| Исходный отрывок |
○ ○ ○ ○

К. Б. Группировку эту выдумал Брюсов?
Н. Я. Нет, нет, нет… Нарбут и Бабель хотели неоакмеизма, но он не состоялся, это было просто предложение О. Э., но в брюсовском “списке” не было ни Бабеля, ни Нарбута. Одни двадцатистепенные поэты… Брюсов занимался еще так… мелкими шалостями. Например, зазвал.
Мандельштама и страшно расхваливал его стихи и цитировал Маккавейского. Мандельштам сидел, улыбаясь, и, <как> потом мне рассказал, не возражал. Маккавейский – это киевский поэт с очень сложными, какими-то латинизированными стихами.
Ну, еще одна шалость Брюсова: когда Мандельштаму давали паек, он сделал вид, что не узнаёт его, путает с юристом, и настоял на том, чтобы дали паек второй категории – меньше хлеба, меньше масла. Но это всё озорство, настоящих политических вещей, как у ЛЕФа, Брюсов не делал, т. е. к политической дискриминации не прибегал.
Еще? О чем я должна говорить?
К. Б. О Гаспре?
Н. Я. Гаспра – это имение, где когда-то лечился Толстой, в Крыму, возле деревни Кореиз. Его получила ЦЕКУБУ для санатория, и туда мы поехали с О. Э. в августе – сентябре двадцать третьего года. Там мы жили среди профессоров, там он писал “Шум времени”. Приехал Эфрос Абрам и сообщил, что Мандельштаму Союз писателей вынес выговор. Это была ложь… Эфрос говорил, будто соседи жаловались, что Мандельштам заставляет всех молчать в коридоре или что-то в этом роде. Такой жалобы не было, разбирательства не было. Это была чистая пакость Эфроса – никакой жалобы не было. Эфрос был знаменитый пакостник, Мандельштам страшно разозлился, что в его отсутствие какие-то его дела в Союзе писателей разбирают, и послал отказ от комнаты, так что, когда мы вернулись, мы остались без жилья. Это у нас всегда очень сложный вопрос.
Осенью двадцать третьего года мы вернулись в Москву. Мандельштам привез “Шум времени”, но первым отказался от него Лежнев. Не стал печатать в своем журнале, потом отличился и Тихонов. Оба они написали свои “Шумы времени”, так что мандельштамовский не отвечал тому заданию, которое они ставили. Лежнев рассказал о еврейском мальчике, который пришел к марксизму, а Тихонов – очень талантливые мемуары о своих приключениях с Горьким. Ясно было, почему им не нравится мандельштамовское: не то, другой мемуарный ряд. Ну вот, “Шум времени” остался на руках. Где-то очень далеко, не в центре, на Якиманке, достали временную комнату, за которую очень дорого платили. И оказалось, что ни один журнал больше Мандельштама не печатает. Это Николай Иванович Бухарин сказал, он тогда был “Прожектор”: “Я не могу вас печатать, дайте переводы”.

○ ○ ○ ○

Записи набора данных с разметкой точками
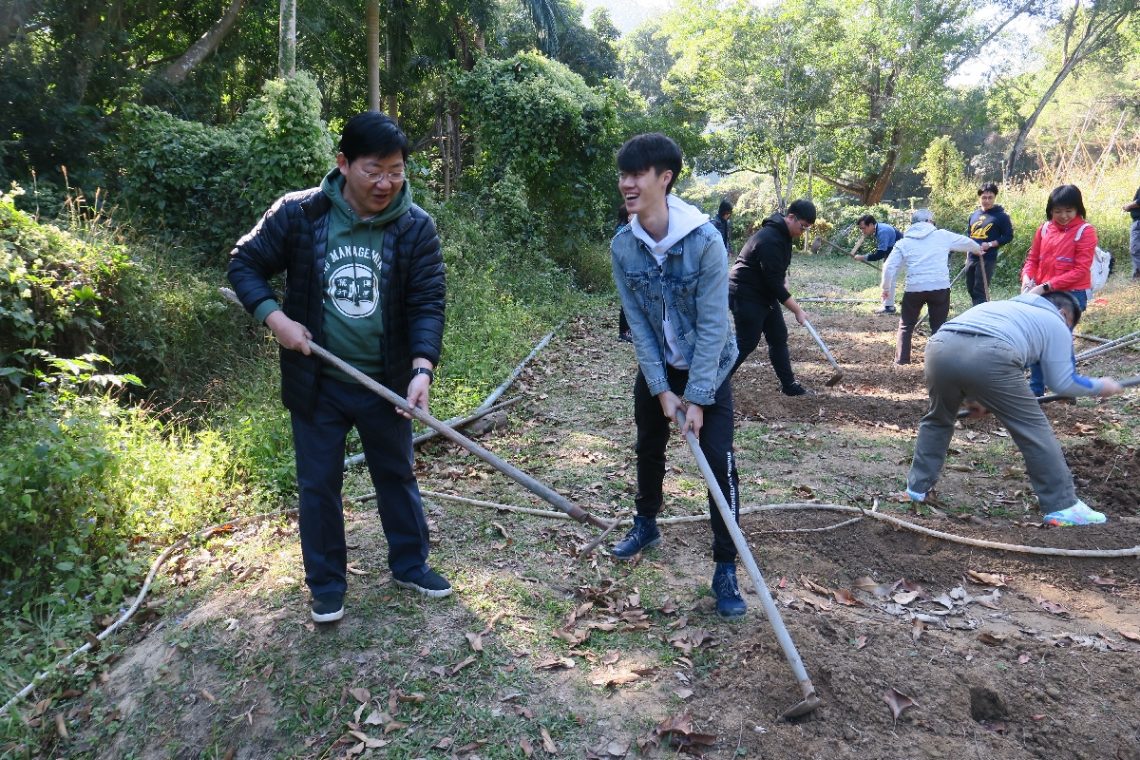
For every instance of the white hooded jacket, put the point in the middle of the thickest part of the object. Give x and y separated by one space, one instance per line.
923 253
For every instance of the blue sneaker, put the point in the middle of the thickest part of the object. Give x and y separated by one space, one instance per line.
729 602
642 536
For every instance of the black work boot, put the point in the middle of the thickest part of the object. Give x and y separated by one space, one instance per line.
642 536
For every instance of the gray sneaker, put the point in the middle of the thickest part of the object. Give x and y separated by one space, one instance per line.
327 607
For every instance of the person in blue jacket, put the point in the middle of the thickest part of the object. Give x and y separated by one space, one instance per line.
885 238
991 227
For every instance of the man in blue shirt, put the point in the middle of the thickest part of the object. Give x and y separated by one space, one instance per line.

○ ○ ○ ○

| Задания |
1. Замените во всем листинге с разметкой точками «sneaker» на «shoe», ничего другого не меняя. Строки с изображениями в ответ не включайте.
2. Допишите следующую часть беседы о Мандельштаме, начав сразу после последней фразы отрывка.
Отрывок и листинг никак не связаны друг с другом.

| Ответы |
1.
For every instance of the white hooded jacket, put the point in the middle of the thickest part of the object. Give x and y separated by one space, one instance per line.
923 253
For every instance of the blue shoe, put the point in the middle of the thickest part of the object. Give x and y separated by one space, one instance per line.
729 602
642 536
For every instance of the black work boot, put the point in the middle of the thickest part of the object. Give x and y separated by one space, one instance per line.
642 536
For every instance of the gray shoe, put the point in the middle of the thickest part of the object. Give x and y separated by one space, one instance per line.
327 607
For every instance of the person in blue jacket, put the point in the middle of the thickest part of the object. Give x and y separated by one space, one instance per line.
885 238
991 227
For every instance of the man in blue shirt, put the point in the middle of the thickest part of the object. Give x and y separated by one space, one instance per line.

2.
‹…› То же самое потом повторил Нарбут, когда встал во главе ЗиФа: “Я тебя, Ося, не могу печатать, я могу тебе только переводы давать”. Вероятно, состоялось какое-то решение наверху… в ЦК, в Отделе культуры, установка – разделить писателей на своих и чужих. Чужими оказались Мандельштам и Ахматова, самый крайний ряд. Шкловский как-то пробился, хотя тоже был в этом положении. Белый… Замятин нет, Замятин, в сущности, попал в это самое положение лишь позже, когда уже был за границей… Ну вот, всюду писалось, что он перешел на переводы и бросил писать стихи… Началось тяжелое время.
Переводы… Мандельштам не переносил переводов, кстати, переводить не умел. Все переводы, которые он сделал, в конце концов, это свободные переложения, а не переводы…
Теперь я записала о смерти Ленина. Я расшифровываю записку, что Мандельштам сказал по поводу огромных очередей: “Они жалуются Ленину на большевиков”. Мы стояли ночью в этой очереди, а Мандельштам, вообще человек безумно любопытный, всё, что случается, особенно на улице, его всегда интересует. (Интересовало, вернее. Я напрасно настоящее время употребила.) Мы стояли ночью втроем: Пастернак, Мандельштам и я. Горели костры, очереди были многоверстные. Прошел Калинин, к нему пристали какие-то комсомольцы, он их отогнал, подошел к Мандельштаму и позвал его и… провел… Борис Леонидович, кажется, уже ушел.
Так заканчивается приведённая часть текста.